_Aufgabenstellung_
1. Fassen Sie den Absatz des Textauszugs, der mit „Laut dem Institut der Deutschen Wirtschaft“ beginnt, als Liste mit den wesentlichen Aussagen zusammen.
2. Ändern Sie im Textauszug den Abschnitt, der bei „Laut dem Institut“ beginnt und bei „Elektrotechnik führen dürfte.“ endet, und ersetzen Sie darin „Informatikerberufen“ durch „IT-Berufen“. Geben Sie den geänderten Abschnitt wieder.

_Textauszug_
______________________________
Die in die „Unendlichkeit“ reichende Digitalisierung lässt sich anhand eines Sprungs in die fraktale Geometrie verdeutlichen: Der Mathematiker Benoît Mandelbrot machte 1968 mit einem Aufsatz auf sich aufmerksam, in dem er die banale Frage stellte, wie lang die Küste Großbritanniens sei. Seine Antwort: Kommt drauf an. Arbeitet man mit Mess-Abschnitten von 200 Kilometern, ergibt sich eine Gesamtlänge von rund 2350 Kilometern. Nutzt man 100-Kilometer-Abschnitte, kommt man auf 2775 Kilometer, sind die Mess-Abschnitte nur 50 Kilometer lang, ergeben sich 3425 Kilometer. Kurz gesagt: Je kleinteiliger man misst, desto mehr Küstenstrecke ergibt sich. Betreiben kann man dieses Mess-Spiel bis in die Unendlichkeit. Ganz ähnlich ist es bei Analyse der Lieferketten von komplizierten Produkten: Digitale Tools, die mit ihrer Untersuchung immer weiter in die Tiefe gehen, werden in den Supply-Chains immer neue dunkle Ecken oder zumindest Graubereiche finden. So ambitioniert das Nachhaltigkeitsmanagement eines Unternehmens im Verbund mit seinen Digital-Expert*innen auch an der „Optimierung von Lieferketten“ arbeiten mag – der Prozess endet nie.

Bedarf an Beschäftigten in Informatiker*innen-Berufen

Laut dem Institut der Deutschen Wirtschaft wird aufgrund des Klimaschutzes und der Digitalisierung der Bedarf an Beschäftigten in Ingenieur- und Informatikerberufen in den kommenden Jahren deutlich zunehmen. Aktuell sei der Ukraine-Krieg mit einer konjunkturellen Eintrübung der gesamtwirtschaftlichen Nachfrage verbunden, was in den kommenden Monaten einen Rückgang der Engpässe in den Ingenieur- und Informatikerberufen verursachen könnte. Zugleich entstehe ein großer Anpassungsdruck bei der Energieversorgung, der wiederum zu einer hohen Nachfrage in den Ingenieurberufen der Energie-und Elektrotechnik führen dürfte.
______________________________
_Verfügbare Daten_
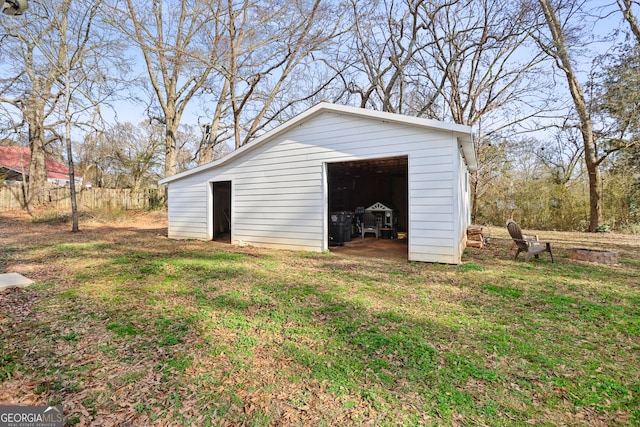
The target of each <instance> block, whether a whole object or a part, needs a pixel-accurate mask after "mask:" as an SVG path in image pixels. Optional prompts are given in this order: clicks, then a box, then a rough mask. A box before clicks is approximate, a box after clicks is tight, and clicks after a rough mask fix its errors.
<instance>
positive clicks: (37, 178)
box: [25, 103, 47, 211]
mask: <svg viewBox="0 0 640 427" xmlns="http://www.w3.org/2000/svg"><path fill="white" fill-rule="evenodd" d="M41 107H42V108H41ZM32 108H33V109H32V110H31V111H29V115H30V116H31V117H30V118H29V120H28V123H29V149H30V150H31V159H30V162H29V186H28V192H27V200H25V204H26V206H27V210H29V211H31V208H32V207H35V206H38V205H40V204H42V203H43V202H44V190H45V188H46V185H47V168H46V159H45V151H44V146H45V142H44V129H43V121H44V119H43V118H42V116H43V114H42V110H43V106H42V105H40V103H36V104H35V105H33V107H32Z"/></svg>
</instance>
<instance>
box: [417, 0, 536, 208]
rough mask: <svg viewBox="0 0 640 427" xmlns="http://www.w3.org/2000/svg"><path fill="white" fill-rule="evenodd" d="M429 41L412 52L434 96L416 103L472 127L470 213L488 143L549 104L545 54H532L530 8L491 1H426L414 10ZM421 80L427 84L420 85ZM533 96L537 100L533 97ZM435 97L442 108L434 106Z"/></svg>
______________________________
_Lösungen im Einzelnen_
1.
- Laut dem Institut der Deutschen Wirtschaft wird der Bedarf an Beschäftigten in Ingenieur- und Informatikerberufen in den kommenden Jahren wegen Klimaschutz und Digitalisierung deutlich zunehmen.
- Der Ukraine-Krieg ist derzeit mit einer konjunkturellen Eintrübung der gesamtwirtschaftlichen Nachfrage verbunden. Dadurch könnten die Engpässe in diesen Berufen in den kommenden Monaten zurückgehen.
- Zugleich entsteht großer Anpassungsdruck bei der Energieversorgung. Dieser dürfte zu einer hohen Nachfrage in den Ingenieurberufen der Energie- und Elektrotechnik führen.

2.
Laut dem Institut der Deutschen Wirtschaft wird aufgrund des Klimaschutzes und der Digitalisierung der Bedarf an Beschäftigten in Ingenieur- und IT-Berufen in den kommenden Jahren deutlich zunehmen. Aktuell sei der Ukraine-Krieg mit einer konjunkturellen Eintrübung der gesamtwirtschaftlichen Nachfrage verbunden, was in den kommenden Monaten einen Rückgang der Engpässe in den Ingenieur- und IT-Berufen verursachen könnte. Zugleich entstehe ein großer Anpassungsdruck bei der Energieversorgung, der wiederum zu einer hohen Nachfrage in den Ingenieurberufen der Energie-und Elektrotechnik führen dürfte.